> Written exercise 1
Reproduce everything in the records from the start down to the line containing "M 250 12 L 255", swapping "evenodd" for "nonzero" and leaving everything else as it is.
═══ Text excerpt ═══
May 13, 2014 at 4:49 AM
I have a question about the weight of the two chargers.
Since the real iPad charger has more components and especially larger transformer, did you find any weight difference between the two chargers? Is this a reliable way to tell the difference of the real and fake charger?
May 13, 2014 at 5:16 AM
My wife bought a cheap charger 2 years ago for her iPad. After a short period it starting making a hissing noise and smelled of ozone. We threw it out and she bought an Apple charger instead. After reading this now I understand what it was doing and feel lucky we did not have a fire!
May 13, 2014 at 5:43 AM
Another option is to use a high quality but cheaper USB charger from Samsung or HTC which is what I have been doing for the last 2 years.
May 13, 2014 at 5:44 AM
so you're sayin the 5 chargers I just bought from china for $20 aren't good?????? .. kinda figured :-0
May 13, 2014 at 6:39 AM
This comment has been removed by the author.
May 13, 2014 at 7:08 AM
Very interesting post. I'd like to see the difference between Apple's 10W and the newer 12W iPad chargers.
May 13, 2014 at 7:27 AM
Can we get corrected photo links to the large photos? It's hard to see details in the article photos.
May 13, 2014 at 8:28 AM
Nice Review Ken
Clearly no NRTL or Internationally Recognized Lab actually reviewed the construction. Unfortunately some reported Counterfeit Apple Charger already cost a poor woman her life in China. http://www.scmp.com/news/china/article/1283818/woman-electrocuted-while-answering-iphone-may-have-been-using-fake?page=all
Hopefully your review can prevent further tragedies.
May 13, 2014 at 9:04 AM
Hi excellent in depth reviews and thoughts on iPhone iPad and a few other chargers . Feels good to reach such technical and actual engineering stuff on the internet.
═══ Supplied records ═══
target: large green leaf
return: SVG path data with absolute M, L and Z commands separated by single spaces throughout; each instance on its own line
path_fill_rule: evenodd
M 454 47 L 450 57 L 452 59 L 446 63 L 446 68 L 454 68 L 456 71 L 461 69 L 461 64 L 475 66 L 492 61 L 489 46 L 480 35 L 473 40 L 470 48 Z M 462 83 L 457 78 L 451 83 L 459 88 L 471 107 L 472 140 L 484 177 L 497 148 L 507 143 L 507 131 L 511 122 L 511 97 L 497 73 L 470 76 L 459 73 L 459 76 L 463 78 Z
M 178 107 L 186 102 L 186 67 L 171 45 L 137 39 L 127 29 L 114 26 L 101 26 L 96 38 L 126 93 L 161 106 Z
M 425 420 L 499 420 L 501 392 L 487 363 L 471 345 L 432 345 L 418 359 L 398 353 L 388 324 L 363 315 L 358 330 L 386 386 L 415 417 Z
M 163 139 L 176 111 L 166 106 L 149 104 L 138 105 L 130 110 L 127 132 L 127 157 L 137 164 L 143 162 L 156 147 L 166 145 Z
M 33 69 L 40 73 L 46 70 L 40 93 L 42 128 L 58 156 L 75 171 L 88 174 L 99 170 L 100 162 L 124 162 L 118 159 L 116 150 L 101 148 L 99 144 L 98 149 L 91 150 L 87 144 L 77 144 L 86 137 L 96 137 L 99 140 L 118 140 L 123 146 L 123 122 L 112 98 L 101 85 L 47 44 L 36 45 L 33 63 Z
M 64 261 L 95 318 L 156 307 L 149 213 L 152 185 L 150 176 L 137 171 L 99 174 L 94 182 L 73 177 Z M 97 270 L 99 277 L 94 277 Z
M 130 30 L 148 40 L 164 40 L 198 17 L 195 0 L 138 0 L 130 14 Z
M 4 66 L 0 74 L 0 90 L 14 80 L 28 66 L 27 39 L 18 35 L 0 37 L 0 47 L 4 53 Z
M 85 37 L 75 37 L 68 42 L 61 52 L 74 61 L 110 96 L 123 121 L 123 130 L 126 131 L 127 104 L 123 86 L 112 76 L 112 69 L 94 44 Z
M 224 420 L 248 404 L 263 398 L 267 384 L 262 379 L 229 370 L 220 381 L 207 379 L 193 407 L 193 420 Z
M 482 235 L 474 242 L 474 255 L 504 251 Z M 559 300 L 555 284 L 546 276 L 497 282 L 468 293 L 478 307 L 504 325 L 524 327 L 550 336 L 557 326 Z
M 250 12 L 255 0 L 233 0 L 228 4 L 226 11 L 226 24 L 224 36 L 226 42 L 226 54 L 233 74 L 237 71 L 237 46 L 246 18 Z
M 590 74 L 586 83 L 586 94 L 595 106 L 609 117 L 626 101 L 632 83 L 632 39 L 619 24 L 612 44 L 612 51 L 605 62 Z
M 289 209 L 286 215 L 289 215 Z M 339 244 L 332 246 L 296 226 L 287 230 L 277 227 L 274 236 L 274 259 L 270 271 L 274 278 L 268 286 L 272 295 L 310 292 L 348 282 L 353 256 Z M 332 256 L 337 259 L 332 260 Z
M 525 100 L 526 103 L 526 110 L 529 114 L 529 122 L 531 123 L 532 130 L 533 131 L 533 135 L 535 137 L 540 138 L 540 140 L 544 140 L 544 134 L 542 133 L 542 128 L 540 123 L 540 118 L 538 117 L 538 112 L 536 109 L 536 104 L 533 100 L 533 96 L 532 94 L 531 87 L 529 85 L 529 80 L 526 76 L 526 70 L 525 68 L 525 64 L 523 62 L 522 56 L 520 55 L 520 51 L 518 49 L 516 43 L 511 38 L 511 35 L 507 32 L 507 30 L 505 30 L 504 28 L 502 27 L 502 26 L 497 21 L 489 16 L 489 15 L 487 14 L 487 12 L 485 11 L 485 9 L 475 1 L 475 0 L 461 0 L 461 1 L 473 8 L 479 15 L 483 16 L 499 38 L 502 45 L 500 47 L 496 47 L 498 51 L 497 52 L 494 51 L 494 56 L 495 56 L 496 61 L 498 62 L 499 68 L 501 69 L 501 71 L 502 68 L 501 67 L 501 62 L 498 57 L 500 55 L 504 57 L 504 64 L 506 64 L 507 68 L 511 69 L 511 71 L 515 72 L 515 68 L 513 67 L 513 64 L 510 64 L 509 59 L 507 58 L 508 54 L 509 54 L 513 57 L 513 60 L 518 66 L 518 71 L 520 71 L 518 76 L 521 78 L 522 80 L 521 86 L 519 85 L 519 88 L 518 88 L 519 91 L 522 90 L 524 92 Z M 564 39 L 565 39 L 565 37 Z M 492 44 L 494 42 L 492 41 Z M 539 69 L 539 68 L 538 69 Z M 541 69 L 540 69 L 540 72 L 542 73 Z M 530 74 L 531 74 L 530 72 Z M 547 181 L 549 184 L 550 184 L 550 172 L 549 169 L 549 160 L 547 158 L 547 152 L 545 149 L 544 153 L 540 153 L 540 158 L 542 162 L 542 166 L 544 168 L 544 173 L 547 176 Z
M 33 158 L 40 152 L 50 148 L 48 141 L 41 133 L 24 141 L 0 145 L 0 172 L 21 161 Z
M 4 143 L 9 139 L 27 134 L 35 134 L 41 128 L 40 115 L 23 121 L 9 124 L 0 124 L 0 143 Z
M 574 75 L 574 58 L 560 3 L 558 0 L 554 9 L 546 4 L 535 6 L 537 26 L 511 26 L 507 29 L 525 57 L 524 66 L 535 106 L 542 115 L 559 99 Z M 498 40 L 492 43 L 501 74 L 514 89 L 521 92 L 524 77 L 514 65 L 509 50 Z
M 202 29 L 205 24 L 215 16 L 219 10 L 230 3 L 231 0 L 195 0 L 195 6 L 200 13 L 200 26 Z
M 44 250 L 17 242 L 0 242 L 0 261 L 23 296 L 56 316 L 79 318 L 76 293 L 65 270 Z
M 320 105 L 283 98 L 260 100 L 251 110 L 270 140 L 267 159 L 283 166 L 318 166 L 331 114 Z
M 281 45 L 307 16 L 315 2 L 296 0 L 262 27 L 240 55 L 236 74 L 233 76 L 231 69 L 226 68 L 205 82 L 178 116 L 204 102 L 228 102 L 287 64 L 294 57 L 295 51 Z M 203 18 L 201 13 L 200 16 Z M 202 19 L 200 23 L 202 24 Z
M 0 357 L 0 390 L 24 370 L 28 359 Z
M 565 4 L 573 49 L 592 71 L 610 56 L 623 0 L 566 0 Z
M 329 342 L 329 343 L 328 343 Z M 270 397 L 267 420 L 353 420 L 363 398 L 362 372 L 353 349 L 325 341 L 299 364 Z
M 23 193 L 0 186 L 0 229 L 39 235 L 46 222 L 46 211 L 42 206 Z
═══
> Written exercise 2
In the charger comments, what did the wife's cheap iPad charger start doing after a short period?

> Complete response 1
target: large green leaf
return: SVG path data with absolute M, L and Z commands separated by single spaces throughout; each instance on its own line
path_fill_rule: nonzero
M 454 47 L 450 57 L 452 59 L 446 63 L 446 68 L 454 68 L 456 71 L 461 69 L 461 64 L 475 66 L 492 61 L 489 46 L 480 35 L 473 40 L 470 48 Z M 462 83 L 457 78 L 451 83 L 459 88 L 471 107 L 472 140 L 484 177 L 497 148 L 507 143 L 507 131 L 511 122 L 511 97 L 497 73 L 470 76 L 459 73 L 459 76 L 463 78 Z
M 178 107 L 186 102 L 186 67 L 171 45 L 137 39 L 127 29 L 114 26 L 101 26 L 96 38 L 126 93 L 161 106 Z
M 425 420 L 499 420 L 501 392 L 487 363 L 471 345 L 432 345 L 418 359 L 398 353 L 388 324 L 363 315 L 358 330 L 386 386 L 415 417 Z
M 163 139 L 176 111 L 166 106 L 149 104 L 138 105 L 130 110 L 127 132 L 127 157 L 137 164 L 143 162 L 156 147 L 166 145 Z
M 33 69 L 40 73 L 46 70 L 40 93 L 42 128 L 58 156 L 75 171 L 88 174 L 99 170 L 100 162 L 124 162 L 118 159 L 116 150 L 101 148 L 99 144 L 98 149 L 91 150 L 87 144 L 77 144 L 86 137 L 96 137 L 99 140 L 118 140 L 123 146 L 123 122 L 112 98 L 101 85 L 47 44 L 36 45 L 33 63 Z
M 64 261 L 95 318 L 156 307 L 149 213 L 152 185 L 150 176 L 137 171 L 99 174 L 94 182 L 73 177 Z M 97 270 L 99 277 L 94 277 Z
M 130 30 L 148 40 L 164 40 L 198 17 L 195 0 L 138 0 L 130 14 Z
M 4 66 L 0 74 L 0 90 L 14 80 L 28 66 L 27 39 L 18 35 L 0 37 L 0 47 L 4 53 Z
M 85 37 L 75 37 L 68 42 L 61 52 L 74 61 L 110 96 L 123 121 L 123 130 L 126 131 L 127 104 L 123 86 L 112 76 L 112 69 L 94 44 Z
M 224 420 L 248 404 L 263 398 L 267 384 L 262 379 L 229 370 L 220 381 L 207 379 L 193 407 L 193 420 Z
M 482 235 L 474 242 L 474 255 L 504 251 Z M 559 300 L 555 284 L 546 276 L 497 282 L 468 293 L 478 307 L 504 325 L 524 327 L 550 336 L 557 326 Z
M 250 12 L 255 0 L 233 0 L 228 4 L 226 11 L 226 24 L 224 36 L 226 42 L 226 54 L 233 74 L 237 71 L 237 46 L 246 18 Z

> Complete response 2
It started making a hissing noise and smelled of ozone.